• Work required
Scan the records for the string "asphalt" and copy every line that holds it.
───── Extracted entries ─────
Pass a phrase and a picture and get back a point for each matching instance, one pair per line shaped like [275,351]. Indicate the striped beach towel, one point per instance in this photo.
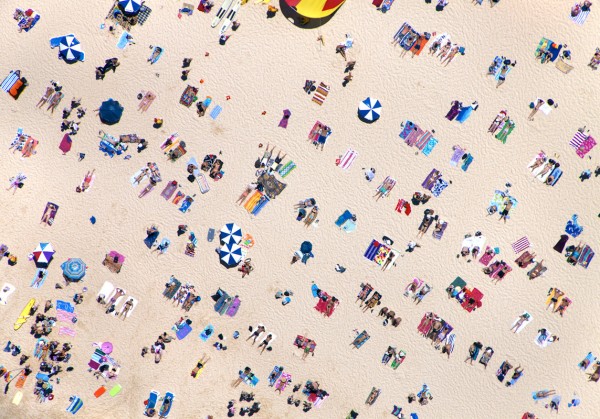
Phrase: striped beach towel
[321,94]
[581,17]
[287,169]
[430,146]
[66,331]
[521,244]
[586,146]
[422,142]
[64,316]
[9,81]
[348,158]
[577,140]
[215,112]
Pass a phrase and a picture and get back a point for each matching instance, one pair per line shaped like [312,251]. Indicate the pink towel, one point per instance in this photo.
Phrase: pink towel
[64,316]
[66,331]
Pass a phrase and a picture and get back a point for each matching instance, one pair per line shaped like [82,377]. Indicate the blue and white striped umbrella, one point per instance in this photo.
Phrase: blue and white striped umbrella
[70,48]
[231,254]
[230,233]
[130,7]
[369,110]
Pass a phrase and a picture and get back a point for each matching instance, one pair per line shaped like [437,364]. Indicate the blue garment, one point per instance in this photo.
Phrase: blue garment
[573,228]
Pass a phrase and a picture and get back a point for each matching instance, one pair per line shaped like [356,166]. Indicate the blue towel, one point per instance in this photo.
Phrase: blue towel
[54,42]
[467,162]
[372,250]
[215,112]
[123,42]
[429,147]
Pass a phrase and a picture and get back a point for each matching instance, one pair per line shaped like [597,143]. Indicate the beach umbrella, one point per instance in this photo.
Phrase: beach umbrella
[231,254]
[110,112]
[69,48]
[369,110]
[130,7]
[230,233]
[306,247]
[73,269]
[43,253]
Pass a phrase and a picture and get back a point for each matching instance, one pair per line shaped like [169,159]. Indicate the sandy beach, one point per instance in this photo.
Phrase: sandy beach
[258,73]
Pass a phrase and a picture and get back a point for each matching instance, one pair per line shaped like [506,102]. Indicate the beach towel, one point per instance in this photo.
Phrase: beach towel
[439,187]
[143,14]
[524,324]
[439,234]
[577,139]
[9,81]
[216,112]
[347,159]
[183,331]
[386,5]
[429,146]
[408,128]
[202,183]
[187,203]
[372,250]
[75,405]
[486,258]
[286,117]
[429,183]
[169,190]
[154,58]
[282,382]
[65,144]
[467,162]
[39,278]
[563,66]
[456,156]
[67,331]
[586,146]
[573,228]
[207,333]
[123,41]
[287,169]
[505,131]
[234,307]
[521,244]
[587,254]
[415,134]
[587,361]
[64,316]
[581,17]
[423,140]
[64,305]
[321,94]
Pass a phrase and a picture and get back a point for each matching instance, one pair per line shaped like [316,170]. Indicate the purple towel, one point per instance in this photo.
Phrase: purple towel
[285,119]
[234,307]
[372,250]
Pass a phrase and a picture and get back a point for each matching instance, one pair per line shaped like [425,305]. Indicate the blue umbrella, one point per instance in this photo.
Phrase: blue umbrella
[231,233]
[306,247]
[369,110]
[130,7]
[110,112]
[69,48]
[73,269]
[231,254]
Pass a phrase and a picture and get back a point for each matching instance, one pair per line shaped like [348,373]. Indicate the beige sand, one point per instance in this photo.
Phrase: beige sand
[263,68]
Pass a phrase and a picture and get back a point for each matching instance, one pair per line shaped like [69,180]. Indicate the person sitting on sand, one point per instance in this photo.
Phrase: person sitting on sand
[265,342]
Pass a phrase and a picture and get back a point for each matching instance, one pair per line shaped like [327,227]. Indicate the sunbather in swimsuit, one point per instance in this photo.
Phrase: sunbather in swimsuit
[118,293]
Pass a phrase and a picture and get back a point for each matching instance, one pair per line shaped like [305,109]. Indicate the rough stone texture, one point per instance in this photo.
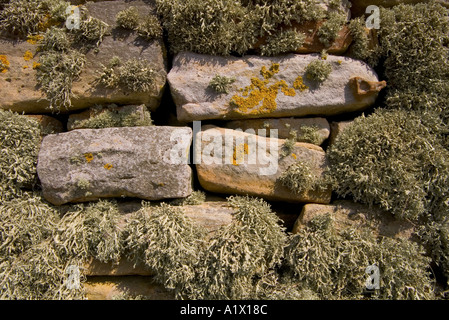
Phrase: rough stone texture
[359,6]
[141,162]
[18,88]
[245,178]
[122,288]
[49,124]
[348,214]
[195,100]
[75,120]
[284,125]
[337,128]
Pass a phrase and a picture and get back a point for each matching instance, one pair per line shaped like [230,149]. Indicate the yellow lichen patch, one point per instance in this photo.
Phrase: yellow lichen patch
[89,157]
[299,84]
[34,39]
[108,166]
[4,64]
[239,153]
[28,55]
[259,92]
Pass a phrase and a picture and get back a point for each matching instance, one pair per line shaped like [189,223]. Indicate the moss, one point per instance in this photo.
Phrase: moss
[128,18]
[56,74]
[371,160]
[328,31]
[283,41]
[221,84]
[332,262]
[318,70]
[20,139]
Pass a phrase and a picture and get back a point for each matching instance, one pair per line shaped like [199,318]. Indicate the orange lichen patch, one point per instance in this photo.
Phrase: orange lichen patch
[299,84]
[28,55]
[4,64]
[239,153]
[34,39]
[108,166]
[89,157]
[259,92]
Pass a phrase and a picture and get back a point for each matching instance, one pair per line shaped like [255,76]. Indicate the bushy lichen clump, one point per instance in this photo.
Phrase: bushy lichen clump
[148,27]
[19,142]
[299,177]
[135,75]
[318,70]
[332,262]
[227,27]
[56,74]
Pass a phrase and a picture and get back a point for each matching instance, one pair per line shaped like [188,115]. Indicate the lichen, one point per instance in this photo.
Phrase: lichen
[221,84]
[318,70]
[259,92]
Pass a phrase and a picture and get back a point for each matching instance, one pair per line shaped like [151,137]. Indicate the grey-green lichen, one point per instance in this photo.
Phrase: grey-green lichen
[135,75]
[20,139]
[332,262]
[221,84]
[283,41]
[318,70]
[55,75]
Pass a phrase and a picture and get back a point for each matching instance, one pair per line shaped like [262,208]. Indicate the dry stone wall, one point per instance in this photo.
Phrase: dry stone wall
[266,116]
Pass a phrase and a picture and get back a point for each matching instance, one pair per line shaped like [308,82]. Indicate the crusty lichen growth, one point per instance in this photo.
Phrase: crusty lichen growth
[318,70]
[283,41]
[260,97]
[221,84]
[55,75]
[332,262]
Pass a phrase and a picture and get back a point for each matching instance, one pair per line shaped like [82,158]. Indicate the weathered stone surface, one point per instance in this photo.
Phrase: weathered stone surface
[122,288]
[18,87]
[77,120]
[248,164]
[284,125]
[49,124]
[349,214]
[141,162]
[337,128]
[272,93]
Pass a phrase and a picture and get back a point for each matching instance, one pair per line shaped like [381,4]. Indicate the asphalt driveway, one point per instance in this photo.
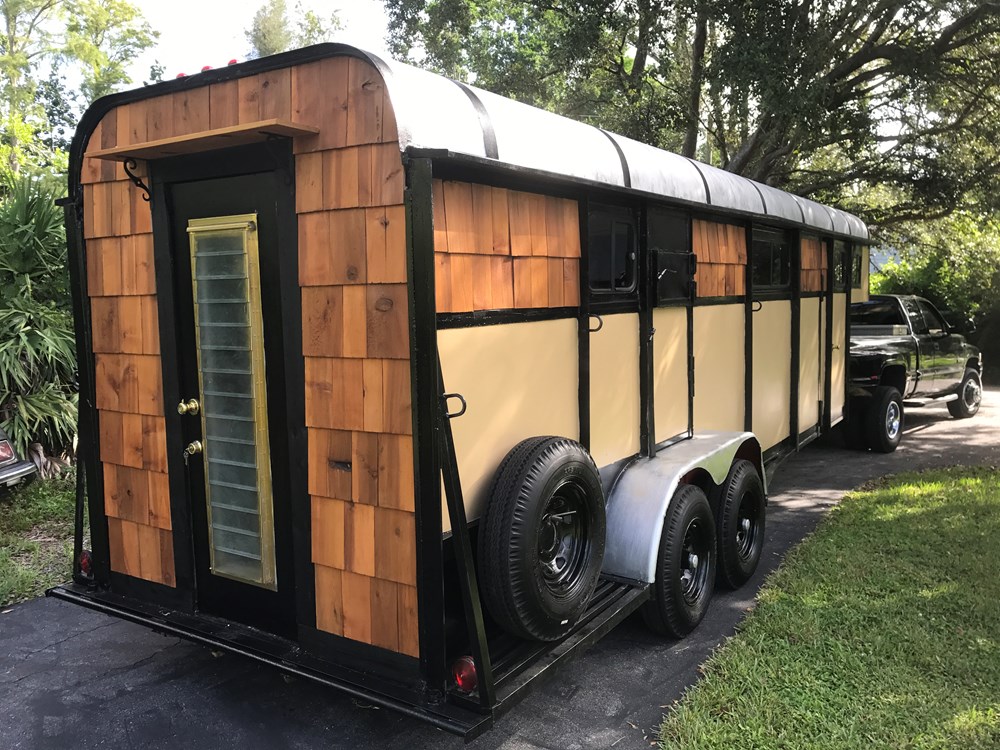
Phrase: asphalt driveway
─────
• Answer for the task
Pass a phrase and a picture and get back a point for each matching instance, one pair per line shaped like [381,4]. Indicate the asphalt driveway, one point per instance in this photo.
Phrase: asphalt driveway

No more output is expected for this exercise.